======== 提供テキスト
数字で読み解く「ブランドの透明性の力」/社会貢献活動を報告・共有する時に求められるポイントとは

メルカリのホワイトペーパー公開から学べること

 ブランドの透明性に関して、もう1つの側面にも注目したい。

 別の研究によれば、消費者は企業の「完璧な成果」よりも、「誠実な途中経過」に信頼を寄せる傾向があるとされる。課題や失敗を隠さずに開示できる企業ほど、「誠実で一貫している」と評価されやすい

 たとえば、2025年に社会的な関心を集めたニュースで、ファーストフードチェーンの景品や新型ゲーム機のマーケットプレイスなどでの高額転売問題があった。この事案を受けて、マーケットプレイス大手のメルカリは、この10月に「マーケットプレイスの基本原則」ホワイトペーパーを公表。意思決定の背景や議論の過程、外部有識者との意見の相違までを明示し、「なぜ」「どのように決定したのか」を社会と共有した。

メルカリ、「マーケットプレイスの基本原則」や新たに定めた対応方針に関するホワイトペーパーを公開
メルカリ、「マーケットプレイスの基本原則」や新たに定めた対応方針に関するホワイトペーパーを公開

 さらに、同社は8月に「透明性レポート」を発行し、不正利用者の排除や被害者救済策の進捗を開示している。そこでは、成果だけでなく課題や対応状況を具体的な数値とともに、捜査機関からの開示要請件数や令状対応件数といった、一般には伏せられがちなリスク情報までを公表している。
================
作業指示:
A – 次の記述(i)～(iii)がブランドの透明性に関する本文と一致するかを判定し、それぞれ「はい」または「いいえ」で答えたうえで、根拠となる本文の語句をそのまま引用してください。(i) メルカリは8月に「透明性レポート」を発行した。(ii) 「透明性レポート」では成果のみが開示されている。(iii) 課題や失敗を開示する企業は、誠実だと評価されにくい。
B – リストのうち、「record」という文字列を含む行をすべて特定し、その行を書き写してください。
本文とリストは、互いに関係のない独立した資料です。
======== データ記録
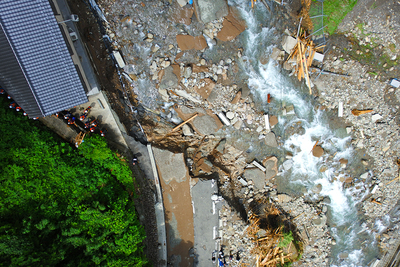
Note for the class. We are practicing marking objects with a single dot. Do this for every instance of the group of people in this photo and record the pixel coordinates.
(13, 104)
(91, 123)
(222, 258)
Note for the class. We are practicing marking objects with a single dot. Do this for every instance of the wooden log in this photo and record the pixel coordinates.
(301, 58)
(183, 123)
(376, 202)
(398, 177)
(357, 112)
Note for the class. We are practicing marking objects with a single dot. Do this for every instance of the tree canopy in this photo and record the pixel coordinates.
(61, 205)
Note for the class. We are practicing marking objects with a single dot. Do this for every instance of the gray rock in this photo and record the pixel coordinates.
================
======== データ記録
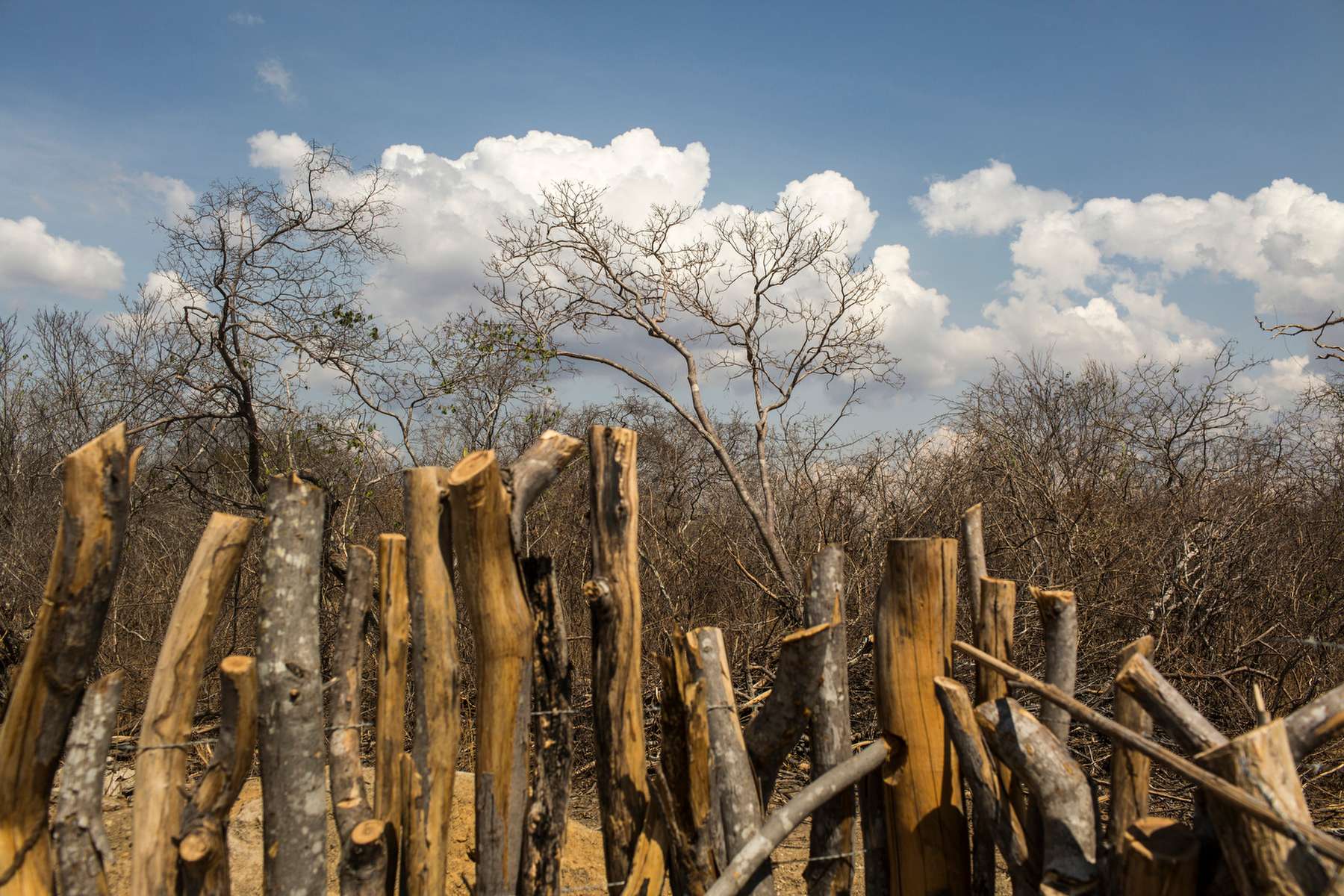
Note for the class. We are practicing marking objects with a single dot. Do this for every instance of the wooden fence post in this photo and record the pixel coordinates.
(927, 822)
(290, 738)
================
各課題の結果:
A –
(i) はい。根拠:『同社は8月に「透明性レポート」を発行し』
(ii) いいえ。根拠:『成果だけでなく課題や対応状況を具体的な数値とともに』
(iii) いいえ。根拠:『課題や失敗を隠さずに開示できる企業ほど、「誠実で一貫している」と評価されやすい』

B –
Note for the class. We are practicing marking objects with a single dot. Do this for every instance of the group of people in this photo and record the pixel coordinates.
Note for the class. We are practicing marking objects with a single dot. Do this for every instance of the wooden log in this photo and record the pixel coordinates.
Note for the class. We are practicing marking objects with a single dot. Do this for every instance of the tree canopy in this photo and record the pixel coordinates.
Note for the class. We are practicing marking objects with a single dot. Do this for every instance of the gray rock in this photo and record the pixel coordinates.
Note for the class. We are practicing marking objects with a single dot. Do this for every instance of the wooden fence post in this photo and record the pixel coordinates.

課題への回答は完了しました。